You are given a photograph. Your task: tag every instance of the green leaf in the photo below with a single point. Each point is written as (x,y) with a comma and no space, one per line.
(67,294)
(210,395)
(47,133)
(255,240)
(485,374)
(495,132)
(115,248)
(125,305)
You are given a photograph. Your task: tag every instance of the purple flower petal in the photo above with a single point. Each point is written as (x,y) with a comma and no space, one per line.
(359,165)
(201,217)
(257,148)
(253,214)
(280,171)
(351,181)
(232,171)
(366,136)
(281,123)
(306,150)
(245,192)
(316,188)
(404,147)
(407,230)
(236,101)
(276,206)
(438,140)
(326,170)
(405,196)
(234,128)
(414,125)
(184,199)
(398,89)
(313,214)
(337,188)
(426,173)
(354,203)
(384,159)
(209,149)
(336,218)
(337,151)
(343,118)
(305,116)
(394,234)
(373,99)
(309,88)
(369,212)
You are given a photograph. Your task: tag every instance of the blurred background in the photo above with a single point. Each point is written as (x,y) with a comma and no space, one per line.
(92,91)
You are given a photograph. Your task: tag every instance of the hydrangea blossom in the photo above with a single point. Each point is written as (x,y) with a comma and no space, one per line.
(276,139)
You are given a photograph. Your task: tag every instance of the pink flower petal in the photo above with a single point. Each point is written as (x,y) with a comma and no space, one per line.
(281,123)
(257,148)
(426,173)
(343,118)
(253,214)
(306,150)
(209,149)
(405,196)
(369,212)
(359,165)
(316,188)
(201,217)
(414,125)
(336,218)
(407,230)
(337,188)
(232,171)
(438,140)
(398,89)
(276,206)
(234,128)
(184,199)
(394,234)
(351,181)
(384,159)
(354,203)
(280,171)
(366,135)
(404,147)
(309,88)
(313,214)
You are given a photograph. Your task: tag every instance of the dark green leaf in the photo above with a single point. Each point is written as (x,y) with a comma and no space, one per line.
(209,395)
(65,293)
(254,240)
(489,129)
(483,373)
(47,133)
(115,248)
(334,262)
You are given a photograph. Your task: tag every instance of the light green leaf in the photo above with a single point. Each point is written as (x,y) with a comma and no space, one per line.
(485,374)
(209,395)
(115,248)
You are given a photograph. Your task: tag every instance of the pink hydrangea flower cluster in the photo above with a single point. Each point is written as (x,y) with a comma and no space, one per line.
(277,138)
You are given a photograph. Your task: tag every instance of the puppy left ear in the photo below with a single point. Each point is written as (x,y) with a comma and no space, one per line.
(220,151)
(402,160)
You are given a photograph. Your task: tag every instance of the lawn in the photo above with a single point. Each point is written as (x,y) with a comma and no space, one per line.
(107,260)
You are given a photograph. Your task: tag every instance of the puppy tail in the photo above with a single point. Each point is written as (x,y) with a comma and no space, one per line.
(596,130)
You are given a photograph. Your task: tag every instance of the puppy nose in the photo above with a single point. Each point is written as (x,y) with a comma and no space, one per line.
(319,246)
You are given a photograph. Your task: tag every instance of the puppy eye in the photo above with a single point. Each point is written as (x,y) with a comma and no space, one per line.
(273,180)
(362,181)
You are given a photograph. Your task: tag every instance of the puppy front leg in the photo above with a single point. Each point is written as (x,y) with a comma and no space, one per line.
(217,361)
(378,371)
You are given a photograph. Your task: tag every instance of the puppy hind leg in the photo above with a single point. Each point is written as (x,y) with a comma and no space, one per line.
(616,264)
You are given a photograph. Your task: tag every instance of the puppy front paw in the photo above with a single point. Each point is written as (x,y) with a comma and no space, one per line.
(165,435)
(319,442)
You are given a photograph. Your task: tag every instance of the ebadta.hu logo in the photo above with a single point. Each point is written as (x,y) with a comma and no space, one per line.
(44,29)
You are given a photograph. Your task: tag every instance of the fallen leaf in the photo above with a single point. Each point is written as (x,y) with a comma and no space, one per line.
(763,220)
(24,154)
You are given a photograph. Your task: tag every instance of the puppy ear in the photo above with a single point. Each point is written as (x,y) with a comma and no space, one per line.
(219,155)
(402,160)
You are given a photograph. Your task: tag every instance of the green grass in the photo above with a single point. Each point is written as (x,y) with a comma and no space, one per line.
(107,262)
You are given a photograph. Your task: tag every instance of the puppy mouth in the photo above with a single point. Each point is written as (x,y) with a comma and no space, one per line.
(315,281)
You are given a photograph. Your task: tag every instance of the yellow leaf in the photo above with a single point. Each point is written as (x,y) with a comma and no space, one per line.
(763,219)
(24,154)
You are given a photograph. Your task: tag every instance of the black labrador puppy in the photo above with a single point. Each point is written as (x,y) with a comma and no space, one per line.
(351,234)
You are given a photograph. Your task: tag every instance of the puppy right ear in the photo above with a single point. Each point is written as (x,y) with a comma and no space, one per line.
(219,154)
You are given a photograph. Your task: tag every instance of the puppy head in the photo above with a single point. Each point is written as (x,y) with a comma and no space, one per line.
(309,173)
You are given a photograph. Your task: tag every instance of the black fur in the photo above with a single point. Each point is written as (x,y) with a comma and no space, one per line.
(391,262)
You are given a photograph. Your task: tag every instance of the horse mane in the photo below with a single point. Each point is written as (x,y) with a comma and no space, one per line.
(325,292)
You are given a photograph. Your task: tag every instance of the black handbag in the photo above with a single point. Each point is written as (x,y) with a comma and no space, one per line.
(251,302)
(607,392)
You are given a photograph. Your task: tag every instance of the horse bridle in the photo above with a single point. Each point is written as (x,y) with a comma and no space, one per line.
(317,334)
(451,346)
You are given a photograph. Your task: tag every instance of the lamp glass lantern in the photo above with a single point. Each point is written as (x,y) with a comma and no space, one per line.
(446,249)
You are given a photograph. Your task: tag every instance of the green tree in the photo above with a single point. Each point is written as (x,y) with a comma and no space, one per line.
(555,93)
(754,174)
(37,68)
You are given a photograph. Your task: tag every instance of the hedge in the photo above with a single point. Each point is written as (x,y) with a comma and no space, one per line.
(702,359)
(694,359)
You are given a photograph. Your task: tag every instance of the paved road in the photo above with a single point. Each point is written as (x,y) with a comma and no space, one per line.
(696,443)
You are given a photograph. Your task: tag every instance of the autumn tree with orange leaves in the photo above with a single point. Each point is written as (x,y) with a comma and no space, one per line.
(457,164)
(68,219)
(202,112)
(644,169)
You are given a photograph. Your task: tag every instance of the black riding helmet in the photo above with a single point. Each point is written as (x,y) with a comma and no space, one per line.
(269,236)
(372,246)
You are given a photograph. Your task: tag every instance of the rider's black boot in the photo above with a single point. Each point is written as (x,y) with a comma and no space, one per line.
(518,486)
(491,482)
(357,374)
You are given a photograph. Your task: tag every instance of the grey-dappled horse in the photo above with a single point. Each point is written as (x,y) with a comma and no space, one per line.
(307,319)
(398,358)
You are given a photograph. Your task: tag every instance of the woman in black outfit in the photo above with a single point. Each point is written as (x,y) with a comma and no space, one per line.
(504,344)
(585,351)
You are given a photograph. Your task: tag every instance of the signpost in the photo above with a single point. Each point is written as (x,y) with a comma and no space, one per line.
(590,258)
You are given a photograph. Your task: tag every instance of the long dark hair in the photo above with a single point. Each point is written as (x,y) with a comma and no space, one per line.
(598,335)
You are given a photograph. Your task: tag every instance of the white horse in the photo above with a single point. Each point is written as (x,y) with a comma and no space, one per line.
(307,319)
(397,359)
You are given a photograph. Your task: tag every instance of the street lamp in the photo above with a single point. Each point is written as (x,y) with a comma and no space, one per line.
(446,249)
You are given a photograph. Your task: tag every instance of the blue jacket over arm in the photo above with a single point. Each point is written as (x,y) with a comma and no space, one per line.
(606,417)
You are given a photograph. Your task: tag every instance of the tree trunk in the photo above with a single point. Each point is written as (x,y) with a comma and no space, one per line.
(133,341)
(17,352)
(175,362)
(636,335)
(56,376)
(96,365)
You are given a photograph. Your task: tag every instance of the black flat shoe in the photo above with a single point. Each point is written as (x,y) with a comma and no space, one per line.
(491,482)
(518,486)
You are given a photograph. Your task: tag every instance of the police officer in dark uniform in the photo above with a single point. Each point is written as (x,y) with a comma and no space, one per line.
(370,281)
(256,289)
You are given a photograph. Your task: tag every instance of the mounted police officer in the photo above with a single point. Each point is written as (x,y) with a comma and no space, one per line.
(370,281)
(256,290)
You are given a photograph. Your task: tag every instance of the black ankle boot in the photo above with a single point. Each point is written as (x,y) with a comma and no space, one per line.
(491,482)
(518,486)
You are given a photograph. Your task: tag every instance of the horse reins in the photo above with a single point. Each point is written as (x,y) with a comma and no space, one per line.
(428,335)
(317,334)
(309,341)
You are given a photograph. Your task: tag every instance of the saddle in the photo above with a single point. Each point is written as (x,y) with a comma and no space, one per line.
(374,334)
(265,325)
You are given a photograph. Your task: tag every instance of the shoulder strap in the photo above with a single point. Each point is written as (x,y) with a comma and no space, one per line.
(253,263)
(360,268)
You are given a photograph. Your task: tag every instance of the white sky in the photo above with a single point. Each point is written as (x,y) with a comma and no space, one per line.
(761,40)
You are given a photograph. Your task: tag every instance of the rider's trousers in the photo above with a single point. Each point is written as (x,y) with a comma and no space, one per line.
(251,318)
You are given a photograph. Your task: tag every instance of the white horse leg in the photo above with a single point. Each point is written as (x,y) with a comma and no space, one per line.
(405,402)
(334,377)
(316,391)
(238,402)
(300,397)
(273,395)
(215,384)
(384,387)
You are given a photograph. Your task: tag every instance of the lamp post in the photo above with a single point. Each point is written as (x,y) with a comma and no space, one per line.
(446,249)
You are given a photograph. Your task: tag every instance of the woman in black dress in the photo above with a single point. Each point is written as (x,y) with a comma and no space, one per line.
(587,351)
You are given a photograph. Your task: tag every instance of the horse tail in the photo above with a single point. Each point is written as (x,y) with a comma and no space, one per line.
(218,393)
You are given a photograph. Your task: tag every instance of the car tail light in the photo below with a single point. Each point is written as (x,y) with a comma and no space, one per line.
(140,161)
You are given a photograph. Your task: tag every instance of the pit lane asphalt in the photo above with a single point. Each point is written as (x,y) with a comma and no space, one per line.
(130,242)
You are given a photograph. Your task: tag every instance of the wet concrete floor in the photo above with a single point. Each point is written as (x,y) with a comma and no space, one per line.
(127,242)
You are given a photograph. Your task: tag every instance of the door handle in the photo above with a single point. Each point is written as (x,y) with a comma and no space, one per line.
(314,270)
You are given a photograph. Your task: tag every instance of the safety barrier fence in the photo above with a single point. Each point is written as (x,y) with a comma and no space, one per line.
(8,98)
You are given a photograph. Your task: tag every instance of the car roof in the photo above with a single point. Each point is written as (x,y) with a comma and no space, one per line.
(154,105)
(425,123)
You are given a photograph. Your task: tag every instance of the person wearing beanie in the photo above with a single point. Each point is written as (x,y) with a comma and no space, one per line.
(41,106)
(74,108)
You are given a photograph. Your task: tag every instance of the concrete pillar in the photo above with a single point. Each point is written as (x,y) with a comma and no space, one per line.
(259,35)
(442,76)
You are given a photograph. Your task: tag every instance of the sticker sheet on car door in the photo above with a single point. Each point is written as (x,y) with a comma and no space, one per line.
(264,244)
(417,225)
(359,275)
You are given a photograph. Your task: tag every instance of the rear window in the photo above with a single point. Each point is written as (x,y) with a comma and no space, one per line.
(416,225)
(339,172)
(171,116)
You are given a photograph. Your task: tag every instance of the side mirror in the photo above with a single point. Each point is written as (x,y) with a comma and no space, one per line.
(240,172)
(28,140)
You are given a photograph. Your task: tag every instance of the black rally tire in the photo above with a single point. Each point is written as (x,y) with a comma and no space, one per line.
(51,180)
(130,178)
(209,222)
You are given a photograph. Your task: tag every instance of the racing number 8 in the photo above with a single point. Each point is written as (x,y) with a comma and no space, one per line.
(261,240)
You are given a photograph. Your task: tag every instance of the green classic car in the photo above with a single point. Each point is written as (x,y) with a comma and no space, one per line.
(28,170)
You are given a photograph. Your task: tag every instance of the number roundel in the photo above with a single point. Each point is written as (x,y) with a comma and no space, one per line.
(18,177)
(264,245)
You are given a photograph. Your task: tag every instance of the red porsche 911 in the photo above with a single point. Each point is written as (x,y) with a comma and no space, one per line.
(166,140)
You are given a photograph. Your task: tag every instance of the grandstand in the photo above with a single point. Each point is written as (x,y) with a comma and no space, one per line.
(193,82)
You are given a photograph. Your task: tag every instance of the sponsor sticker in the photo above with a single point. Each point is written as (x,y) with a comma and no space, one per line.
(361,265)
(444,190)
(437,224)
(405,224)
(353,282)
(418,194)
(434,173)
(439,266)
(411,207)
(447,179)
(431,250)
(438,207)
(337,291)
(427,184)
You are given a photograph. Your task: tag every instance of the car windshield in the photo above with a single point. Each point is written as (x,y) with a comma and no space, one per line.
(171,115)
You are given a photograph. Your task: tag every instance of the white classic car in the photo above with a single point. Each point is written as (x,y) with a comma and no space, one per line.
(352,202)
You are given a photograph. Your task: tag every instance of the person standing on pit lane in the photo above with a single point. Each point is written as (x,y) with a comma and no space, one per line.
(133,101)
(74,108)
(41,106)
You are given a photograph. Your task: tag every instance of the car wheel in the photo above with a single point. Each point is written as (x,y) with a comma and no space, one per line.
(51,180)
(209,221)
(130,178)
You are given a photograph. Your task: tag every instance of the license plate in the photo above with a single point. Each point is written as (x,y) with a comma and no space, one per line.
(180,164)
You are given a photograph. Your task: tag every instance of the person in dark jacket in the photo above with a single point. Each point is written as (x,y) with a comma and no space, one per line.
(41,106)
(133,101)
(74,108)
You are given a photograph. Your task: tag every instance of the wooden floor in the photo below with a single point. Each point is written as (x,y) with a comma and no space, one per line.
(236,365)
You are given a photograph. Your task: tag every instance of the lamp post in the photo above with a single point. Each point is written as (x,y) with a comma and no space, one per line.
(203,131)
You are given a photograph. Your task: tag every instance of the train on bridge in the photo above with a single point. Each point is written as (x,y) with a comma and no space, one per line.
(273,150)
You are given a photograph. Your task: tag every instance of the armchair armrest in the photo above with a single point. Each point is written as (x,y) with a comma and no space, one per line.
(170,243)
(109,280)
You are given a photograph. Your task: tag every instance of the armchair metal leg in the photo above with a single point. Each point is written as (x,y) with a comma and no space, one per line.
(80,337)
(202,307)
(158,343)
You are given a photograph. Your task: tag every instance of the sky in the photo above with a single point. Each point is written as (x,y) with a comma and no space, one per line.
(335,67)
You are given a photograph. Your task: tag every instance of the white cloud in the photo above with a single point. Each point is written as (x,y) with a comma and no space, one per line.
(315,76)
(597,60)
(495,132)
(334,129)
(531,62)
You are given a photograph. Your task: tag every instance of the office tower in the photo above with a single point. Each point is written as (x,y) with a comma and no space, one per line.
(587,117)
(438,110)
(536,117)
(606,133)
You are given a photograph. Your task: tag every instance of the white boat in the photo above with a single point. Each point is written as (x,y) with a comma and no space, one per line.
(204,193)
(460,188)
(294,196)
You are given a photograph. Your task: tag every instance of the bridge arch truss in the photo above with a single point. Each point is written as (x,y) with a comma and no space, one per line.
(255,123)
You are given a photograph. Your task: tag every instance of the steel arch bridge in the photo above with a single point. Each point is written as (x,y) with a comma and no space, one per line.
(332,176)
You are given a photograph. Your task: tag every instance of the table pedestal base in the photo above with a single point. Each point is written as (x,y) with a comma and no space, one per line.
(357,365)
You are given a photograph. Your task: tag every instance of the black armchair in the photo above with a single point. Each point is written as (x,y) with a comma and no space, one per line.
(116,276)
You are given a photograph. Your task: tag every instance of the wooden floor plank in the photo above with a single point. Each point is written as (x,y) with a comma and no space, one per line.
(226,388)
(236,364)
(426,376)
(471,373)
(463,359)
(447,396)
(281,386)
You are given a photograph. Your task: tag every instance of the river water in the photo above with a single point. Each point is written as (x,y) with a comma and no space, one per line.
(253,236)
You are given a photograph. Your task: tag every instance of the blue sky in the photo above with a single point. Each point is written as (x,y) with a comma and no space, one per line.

### What to do
In the listing above, the line with "of the table" starts the part to copy. Copy it through the last line exactly, with nothing else.

### Exercise answer
You are given a photograph. Your task: tag every instance of the table pedestal base in the photo above with a single point. Each point is written as (x,y) with a comma and no space, one per line.
(357,365)
You are given a photograph. Your task: tag every instance of the black armchair in the photo above with a single point. Each point is written as (x,y) with a comma and no space, one per line.
(116,276)
You are given a photograph. Your task: tag every instance of the wooden floor plank in the photo above with a single point. Each point is written as (x,y) with a comma and no space, one per line.
(226,388)
(236,364)
(426,376)
(471,373)
(463,359)
(447,396)
(281,386)
You are given a photograph. Your task: tag every instance of the river water in the photo above with a single point. Each point is written as (x,y) with a comma and no space, one per line.
(253,236)
You are given a photograph. Your task: tag every instance of the blue sky in the photo above with a single point. Each point is written as (x,y) with a comma and no space, one per line.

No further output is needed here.